SUPPLIED PASSAGE:
****************************************
The World Health Organization is making it a priority to try such convalescent blood or plasma, as it is called, and is talking with the affected countries about how to do it.
This week, the organization issued guidance on how to collect the blood and administer transfusions.
“The concept that this treatment could be efficacious is biologically plausible, as convalescent plasma has been used successfully for the treatment of a variety of infectious agents,” the W.H.O. guidance document says.
Plausibility, however, is not proof that such treatments would work for Ebola and some virologists doubt it will. The results of studies in monkeys were discouraging, they note.
There will also be logistical problems carrying this out in West Africa, where blood banks are not well developed. One challenge will be to make sure that the donated blood, even if it helps patients recover from Ebola, does not give them H.I.V. or hepatitis.
“Major questions need to be answered about the safety and efficacy of convalescent therapies, and the feasibility of implantation in countries with shattered health systems and an acute shortage of medical staff,” the W.H.O. said in a separate statement released a week ago.
****************************************
LISTED RECORDS:
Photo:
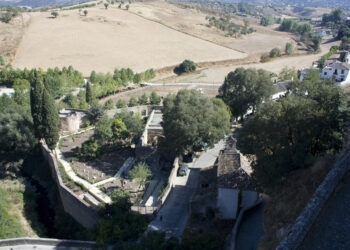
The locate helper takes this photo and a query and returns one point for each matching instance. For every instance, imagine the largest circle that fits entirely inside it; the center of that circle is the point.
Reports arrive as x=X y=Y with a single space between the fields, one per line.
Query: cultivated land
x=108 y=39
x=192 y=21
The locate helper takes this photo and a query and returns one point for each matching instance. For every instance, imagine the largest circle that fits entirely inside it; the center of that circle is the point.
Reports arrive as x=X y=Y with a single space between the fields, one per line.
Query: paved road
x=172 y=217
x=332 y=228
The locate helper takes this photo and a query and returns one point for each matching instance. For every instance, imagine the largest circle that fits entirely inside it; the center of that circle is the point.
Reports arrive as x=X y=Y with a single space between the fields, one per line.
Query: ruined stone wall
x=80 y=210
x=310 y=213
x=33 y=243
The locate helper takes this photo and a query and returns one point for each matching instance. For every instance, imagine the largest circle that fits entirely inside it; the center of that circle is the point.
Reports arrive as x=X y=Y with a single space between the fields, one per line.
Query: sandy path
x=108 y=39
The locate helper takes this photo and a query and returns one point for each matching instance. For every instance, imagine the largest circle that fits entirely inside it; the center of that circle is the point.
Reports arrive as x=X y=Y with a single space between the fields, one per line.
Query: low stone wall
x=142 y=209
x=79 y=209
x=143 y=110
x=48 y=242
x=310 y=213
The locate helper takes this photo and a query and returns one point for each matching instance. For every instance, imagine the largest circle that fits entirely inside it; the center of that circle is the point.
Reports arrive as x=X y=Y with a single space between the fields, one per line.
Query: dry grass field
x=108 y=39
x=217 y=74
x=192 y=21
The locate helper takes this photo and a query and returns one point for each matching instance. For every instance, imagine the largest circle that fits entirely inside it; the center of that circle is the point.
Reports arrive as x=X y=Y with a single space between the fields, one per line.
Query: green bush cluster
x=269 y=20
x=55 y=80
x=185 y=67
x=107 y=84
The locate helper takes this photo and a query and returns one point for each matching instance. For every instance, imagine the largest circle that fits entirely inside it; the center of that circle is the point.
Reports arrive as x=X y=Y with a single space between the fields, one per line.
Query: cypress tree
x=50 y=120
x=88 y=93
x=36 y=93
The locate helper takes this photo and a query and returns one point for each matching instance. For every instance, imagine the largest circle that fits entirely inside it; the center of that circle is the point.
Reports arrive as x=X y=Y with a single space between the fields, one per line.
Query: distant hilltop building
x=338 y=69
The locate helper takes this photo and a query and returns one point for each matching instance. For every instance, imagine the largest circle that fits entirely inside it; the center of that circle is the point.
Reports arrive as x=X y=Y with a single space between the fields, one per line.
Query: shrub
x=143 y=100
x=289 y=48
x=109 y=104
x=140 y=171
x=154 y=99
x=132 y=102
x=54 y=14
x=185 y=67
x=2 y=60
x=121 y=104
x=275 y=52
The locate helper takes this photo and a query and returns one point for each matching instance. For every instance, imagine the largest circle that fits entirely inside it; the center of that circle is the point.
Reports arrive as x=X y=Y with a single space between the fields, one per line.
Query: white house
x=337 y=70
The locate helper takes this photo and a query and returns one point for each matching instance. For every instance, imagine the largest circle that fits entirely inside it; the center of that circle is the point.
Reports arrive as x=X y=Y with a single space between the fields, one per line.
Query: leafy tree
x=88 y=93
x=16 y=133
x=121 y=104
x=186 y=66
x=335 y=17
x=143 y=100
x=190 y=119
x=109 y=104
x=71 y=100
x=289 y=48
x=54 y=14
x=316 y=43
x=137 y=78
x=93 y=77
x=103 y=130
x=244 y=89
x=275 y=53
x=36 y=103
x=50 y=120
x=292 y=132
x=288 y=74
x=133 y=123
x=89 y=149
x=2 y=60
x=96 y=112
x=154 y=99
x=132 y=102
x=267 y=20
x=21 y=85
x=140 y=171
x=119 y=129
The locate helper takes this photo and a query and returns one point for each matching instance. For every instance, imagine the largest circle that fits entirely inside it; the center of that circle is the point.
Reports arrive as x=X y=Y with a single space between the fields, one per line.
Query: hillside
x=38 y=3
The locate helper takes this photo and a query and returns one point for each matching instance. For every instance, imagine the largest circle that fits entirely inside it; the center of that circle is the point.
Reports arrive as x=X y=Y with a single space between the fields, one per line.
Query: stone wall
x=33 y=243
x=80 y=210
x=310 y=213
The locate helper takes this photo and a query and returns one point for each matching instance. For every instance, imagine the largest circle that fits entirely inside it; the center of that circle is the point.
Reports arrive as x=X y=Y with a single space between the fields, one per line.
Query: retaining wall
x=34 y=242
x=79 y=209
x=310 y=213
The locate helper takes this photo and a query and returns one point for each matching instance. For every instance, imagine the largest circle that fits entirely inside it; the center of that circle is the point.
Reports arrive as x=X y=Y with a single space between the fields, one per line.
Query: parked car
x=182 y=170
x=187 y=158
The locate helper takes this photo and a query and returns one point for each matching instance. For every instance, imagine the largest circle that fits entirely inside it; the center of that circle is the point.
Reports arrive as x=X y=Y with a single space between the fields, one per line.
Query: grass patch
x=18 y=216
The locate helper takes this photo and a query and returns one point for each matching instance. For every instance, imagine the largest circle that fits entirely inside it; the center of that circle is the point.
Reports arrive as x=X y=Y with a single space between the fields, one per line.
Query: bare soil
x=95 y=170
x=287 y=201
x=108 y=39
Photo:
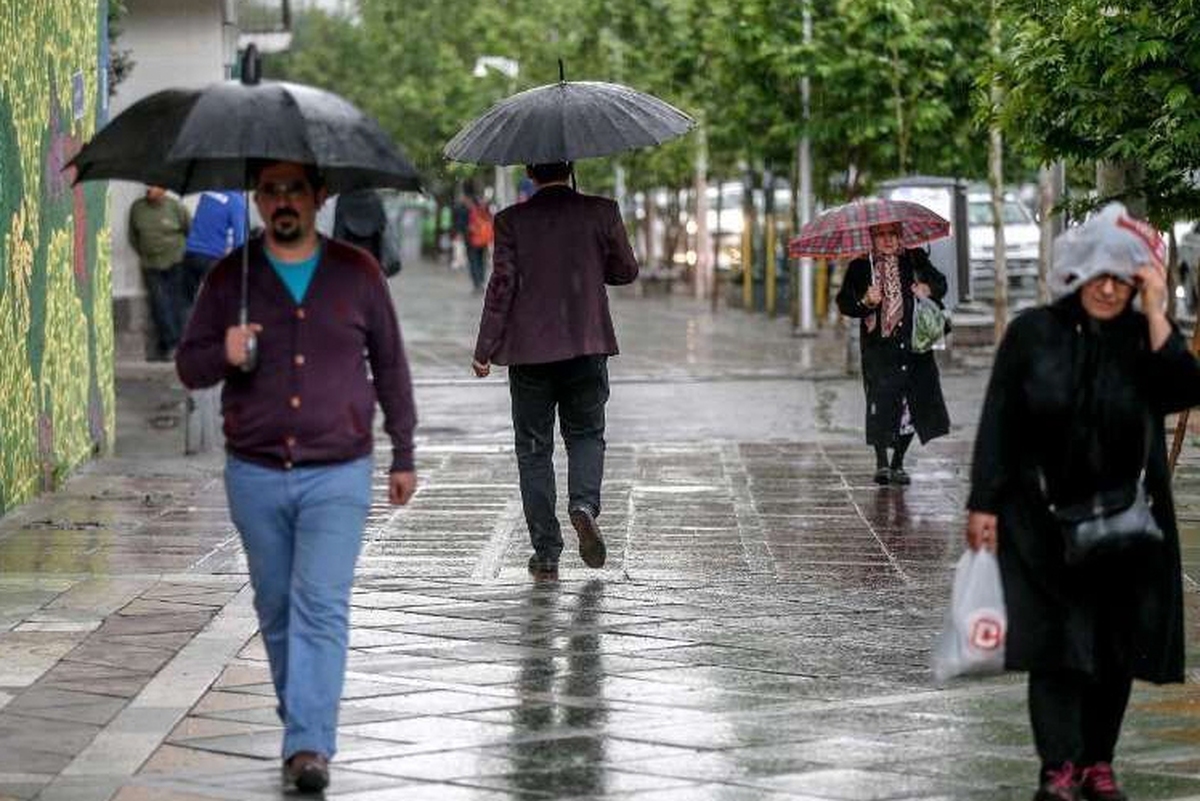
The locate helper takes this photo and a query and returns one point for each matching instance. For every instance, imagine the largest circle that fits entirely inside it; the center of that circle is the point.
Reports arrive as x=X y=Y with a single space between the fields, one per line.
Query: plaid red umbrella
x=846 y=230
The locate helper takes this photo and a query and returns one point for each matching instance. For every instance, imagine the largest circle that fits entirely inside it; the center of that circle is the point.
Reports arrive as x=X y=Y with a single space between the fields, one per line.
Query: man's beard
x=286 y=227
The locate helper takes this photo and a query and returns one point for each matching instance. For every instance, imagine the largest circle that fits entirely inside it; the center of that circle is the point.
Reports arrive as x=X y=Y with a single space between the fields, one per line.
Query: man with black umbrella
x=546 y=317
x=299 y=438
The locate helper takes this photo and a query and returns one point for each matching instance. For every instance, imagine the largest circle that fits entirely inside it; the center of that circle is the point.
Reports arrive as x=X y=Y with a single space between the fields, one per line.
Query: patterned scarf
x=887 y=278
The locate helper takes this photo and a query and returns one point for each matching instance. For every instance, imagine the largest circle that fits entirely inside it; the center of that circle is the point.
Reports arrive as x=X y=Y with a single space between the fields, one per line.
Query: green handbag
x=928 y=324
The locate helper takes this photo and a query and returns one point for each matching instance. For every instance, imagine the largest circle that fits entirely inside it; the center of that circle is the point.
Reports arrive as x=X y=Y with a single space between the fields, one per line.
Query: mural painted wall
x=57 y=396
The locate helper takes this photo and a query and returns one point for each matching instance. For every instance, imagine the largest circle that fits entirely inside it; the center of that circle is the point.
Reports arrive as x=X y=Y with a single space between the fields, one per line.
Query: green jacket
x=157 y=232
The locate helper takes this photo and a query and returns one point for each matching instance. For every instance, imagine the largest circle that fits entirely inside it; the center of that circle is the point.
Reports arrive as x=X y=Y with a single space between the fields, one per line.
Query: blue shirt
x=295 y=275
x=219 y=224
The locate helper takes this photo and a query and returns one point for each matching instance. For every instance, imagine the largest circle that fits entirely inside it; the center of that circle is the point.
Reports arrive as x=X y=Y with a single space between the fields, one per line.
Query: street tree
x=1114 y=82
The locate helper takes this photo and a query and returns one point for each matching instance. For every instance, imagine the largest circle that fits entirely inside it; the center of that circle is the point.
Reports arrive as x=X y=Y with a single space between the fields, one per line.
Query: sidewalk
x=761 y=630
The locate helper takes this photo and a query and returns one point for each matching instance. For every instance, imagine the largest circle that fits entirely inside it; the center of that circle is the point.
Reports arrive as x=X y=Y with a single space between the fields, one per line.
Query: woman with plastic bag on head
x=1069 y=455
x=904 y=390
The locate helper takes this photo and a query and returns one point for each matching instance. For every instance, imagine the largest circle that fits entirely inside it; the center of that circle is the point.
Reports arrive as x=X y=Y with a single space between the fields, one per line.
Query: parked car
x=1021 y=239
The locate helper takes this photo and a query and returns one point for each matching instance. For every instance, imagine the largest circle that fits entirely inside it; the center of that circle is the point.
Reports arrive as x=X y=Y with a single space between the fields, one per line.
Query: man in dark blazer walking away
****************************************
TASK SET:
A. In the passage about convalescent plasma, what did the W.H.O. issue guidance on this week?
B. Summarize the passage about convalescent plasma in two sentences.
C. Write the next paragraph of the passage about convalescent plasma, picking up after its final sentence.
The records are not needed here.

ANSWERS:
A. How to collect the blood and administer transfusions.

B. The W.H.O. is making it a priority to try convalescent blood or plasma against Ebola and has issued guidance on collecting the blood and giving transfusions, calling the treatment biologically plausible. Some virologists doubt it will work, noting discouraging results in monkeys, and carrying it out in West Africa faces logistical problems such as underdeveloped blood banks and the risk of passing on H.I.V. or hepatitis.

C.
Still, with the epidemic spiraling out of control, there is a sense that some treatment needs to be offered, even if only to give sick people hope and a reason to go to medical centers, where they can be stopped from spreading the disease to others. And there are really no other good options.
“The attraction is, at least on the surface, it is something that could be implemented readily,” said Dr. Daniel Bausch, an expert on Ebola at Tulane University and an adviser to the health organization.
The Bill & Melinda Gates Foundation and the Wellcome Trust are among the organizations championing convalescent plasma and working on how to put it into effect.
“Blood is donated in West Africa every day of the week for surgery and other things and could be safely tested for viruses,” said Dr. Jeremy Farrar, director of the Wellcome Trust.
Such therapies have already been used in the current outbreak. Dr. Kent Brantly, an American aid worker who contracted Ebola in Liberia, received a blood transfusion from a boy who had recovered. After Dr. Brantly survived his bout with the disease, some of his plasma was given to another American aid worker, Dr. Rick Sacra, who also recovered.
But it is not known whether the transfusions helped in those cases, since both men also received experimental drugs and excellent supportive care in American hospitals.